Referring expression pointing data
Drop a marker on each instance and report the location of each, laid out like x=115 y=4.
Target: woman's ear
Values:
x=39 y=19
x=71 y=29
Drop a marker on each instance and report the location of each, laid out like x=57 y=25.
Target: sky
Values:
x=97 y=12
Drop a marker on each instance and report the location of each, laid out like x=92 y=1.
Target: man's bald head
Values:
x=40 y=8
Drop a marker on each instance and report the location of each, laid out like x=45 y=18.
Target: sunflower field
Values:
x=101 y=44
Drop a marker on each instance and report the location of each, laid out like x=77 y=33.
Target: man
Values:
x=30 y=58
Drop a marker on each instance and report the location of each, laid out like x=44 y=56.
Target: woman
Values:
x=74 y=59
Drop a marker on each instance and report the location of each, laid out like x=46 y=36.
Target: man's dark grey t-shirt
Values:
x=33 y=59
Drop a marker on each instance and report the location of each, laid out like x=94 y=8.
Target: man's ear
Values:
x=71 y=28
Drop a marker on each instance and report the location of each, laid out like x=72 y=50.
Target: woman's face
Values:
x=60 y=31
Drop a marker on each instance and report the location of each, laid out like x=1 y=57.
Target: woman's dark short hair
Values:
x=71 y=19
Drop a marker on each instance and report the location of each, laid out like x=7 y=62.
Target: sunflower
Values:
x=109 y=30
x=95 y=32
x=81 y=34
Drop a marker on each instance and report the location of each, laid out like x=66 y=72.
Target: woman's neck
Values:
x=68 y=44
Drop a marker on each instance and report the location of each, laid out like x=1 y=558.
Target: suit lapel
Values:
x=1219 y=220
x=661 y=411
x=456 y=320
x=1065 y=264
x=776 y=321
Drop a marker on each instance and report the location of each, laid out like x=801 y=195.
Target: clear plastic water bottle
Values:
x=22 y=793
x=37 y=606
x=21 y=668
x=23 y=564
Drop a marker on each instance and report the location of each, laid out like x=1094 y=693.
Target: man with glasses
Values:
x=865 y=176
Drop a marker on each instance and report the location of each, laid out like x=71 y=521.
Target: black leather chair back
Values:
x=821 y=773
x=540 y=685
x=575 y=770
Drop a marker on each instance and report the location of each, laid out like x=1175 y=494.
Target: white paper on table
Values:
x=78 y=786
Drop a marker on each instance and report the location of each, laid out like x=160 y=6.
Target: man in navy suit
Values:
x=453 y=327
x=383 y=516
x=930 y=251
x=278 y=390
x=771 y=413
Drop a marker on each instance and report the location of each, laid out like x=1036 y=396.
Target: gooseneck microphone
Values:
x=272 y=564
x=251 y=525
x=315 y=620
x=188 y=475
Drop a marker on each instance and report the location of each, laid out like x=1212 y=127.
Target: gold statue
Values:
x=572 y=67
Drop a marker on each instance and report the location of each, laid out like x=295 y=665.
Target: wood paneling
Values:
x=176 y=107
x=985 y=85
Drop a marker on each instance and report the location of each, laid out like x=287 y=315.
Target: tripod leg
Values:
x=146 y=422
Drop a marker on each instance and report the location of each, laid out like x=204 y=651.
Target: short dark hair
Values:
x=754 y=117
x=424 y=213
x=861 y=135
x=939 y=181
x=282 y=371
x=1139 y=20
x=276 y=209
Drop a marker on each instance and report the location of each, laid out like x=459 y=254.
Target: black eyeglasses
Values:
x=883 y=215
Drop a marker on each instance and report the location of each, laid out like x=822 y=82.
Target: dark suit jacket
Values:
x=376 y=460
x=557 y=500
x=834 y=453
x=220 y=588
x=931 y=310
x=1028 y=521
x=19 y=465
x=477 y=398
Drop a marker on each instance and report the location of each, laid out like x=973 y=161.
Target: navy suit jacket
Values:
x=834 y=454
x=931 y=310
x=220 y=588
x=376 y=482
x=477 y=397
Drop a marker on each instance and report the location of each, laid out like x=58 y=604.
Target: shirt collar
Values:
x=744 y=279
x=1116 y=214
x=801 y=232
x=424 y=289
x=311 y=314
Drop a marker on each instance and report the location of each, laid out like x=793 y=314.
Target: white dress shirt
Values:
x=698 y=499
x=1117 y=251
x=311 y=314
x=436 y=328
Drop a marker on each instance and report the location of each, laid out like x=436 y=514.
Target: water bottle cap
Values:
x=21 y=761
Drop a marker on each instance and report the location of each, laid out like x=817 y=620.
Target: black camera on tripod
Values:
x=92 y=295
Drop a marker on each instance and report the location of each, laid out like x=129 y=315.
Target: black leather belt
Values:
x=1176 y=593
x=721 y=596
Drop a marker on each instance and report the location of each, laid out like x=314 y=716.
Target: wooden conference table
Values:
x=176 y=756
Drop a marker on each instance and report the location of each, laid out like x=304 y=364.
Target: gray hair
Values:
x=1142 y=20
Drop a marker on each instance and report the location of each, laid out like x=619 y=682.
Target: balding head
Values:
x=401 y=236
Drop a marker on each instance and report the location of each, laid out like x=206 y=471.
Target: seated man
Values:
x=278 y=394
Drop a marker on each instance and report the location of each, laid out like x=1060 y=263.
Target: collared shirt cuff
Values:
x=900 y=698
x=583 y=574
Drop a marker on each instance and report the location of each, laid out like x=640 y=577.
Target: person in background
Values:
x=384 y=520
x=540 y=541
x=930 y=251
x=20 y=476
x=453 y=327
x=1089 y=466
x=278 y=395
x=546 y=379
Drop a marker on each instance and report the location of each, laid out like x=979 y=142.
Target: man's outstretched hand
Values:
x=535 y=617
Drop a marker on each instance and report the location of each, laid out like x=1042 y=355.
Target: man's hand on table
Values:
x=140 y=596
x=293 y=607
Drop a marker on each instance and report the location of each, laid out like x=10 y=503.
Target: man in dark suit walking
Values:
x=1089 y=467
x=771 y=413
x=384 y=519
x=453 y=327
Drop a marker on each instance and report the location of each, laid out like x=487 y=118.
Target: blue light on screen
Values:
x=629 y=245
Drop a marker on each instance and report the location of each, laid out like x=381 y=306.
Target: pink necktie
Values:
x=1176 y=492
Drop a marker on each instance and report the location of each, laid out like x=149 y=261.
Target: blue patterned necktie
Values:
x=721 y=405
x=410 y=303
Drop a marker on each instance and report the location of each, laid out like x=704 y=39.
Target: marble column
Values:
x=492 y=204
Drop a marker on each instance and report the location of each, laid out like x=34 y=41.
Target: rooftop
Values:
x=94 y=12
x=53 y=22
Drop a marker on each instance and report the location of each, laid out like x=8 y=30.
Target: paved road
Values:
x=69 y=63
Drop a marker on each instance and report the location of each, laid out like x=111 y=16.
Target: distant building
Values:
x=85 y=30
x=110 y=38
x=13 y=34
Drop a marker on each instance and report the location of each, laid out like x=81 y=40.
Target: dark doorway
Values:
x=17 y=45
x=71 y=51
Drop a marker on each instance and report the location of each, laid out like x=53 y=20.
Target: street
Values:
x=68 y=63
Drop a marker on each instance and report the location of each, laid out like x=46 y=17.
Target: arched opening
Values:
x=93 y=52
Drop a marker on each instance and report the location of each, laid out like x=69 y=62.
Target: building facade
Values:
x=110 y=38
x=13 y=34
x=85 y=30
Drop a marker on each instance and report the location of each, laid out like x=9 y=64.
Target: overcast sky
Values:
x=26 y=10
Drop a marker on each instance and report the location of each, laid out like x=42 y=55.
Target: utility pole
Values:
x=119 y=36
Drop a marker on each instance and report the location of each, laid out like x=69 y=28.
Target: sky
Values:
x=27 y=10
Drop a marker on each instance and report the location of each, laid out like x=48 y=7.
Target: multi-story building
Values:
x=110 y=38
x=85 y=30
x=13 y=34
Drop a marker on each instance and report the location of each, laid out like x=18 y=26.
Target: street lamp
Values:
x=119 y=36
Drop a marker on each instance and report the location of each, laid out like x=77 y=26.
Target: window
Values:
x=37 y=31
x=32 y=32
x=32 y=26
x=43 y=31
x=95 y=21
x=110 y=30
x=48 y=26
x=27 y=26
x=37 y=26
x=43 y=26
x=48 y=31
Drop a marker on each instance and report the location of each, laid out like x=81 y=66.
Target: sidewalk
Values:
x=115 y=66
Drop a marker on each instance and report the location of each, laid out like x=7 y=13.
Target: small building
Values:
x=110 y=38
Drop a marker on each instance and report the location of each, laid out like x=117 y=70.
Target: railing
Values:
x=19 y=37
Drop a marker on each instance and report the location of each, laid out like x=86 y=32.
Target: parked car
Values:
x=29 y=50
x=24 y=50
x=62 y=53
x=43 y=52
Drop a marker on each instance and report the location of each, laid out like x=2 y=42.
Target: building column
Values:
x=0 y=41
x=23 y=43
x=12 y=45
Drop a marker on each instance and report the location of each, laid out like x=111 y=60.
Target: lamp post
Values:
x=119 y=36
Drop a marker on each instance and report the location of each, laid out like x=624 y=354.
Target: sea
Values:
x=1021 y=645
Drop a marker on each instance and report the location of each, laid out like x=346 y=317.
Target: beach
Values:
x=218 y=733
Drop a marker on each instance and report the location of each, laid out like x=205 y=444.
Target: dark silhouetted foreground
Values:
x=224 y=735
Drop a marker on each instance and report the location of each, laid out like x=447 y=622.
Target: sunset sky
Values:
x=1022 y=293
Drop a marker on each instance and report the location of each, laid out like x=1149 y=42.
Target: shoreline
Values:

Task objective - Looking at the records above, work out how many lines hold "short" and write only that number.

Solution to this problem - 2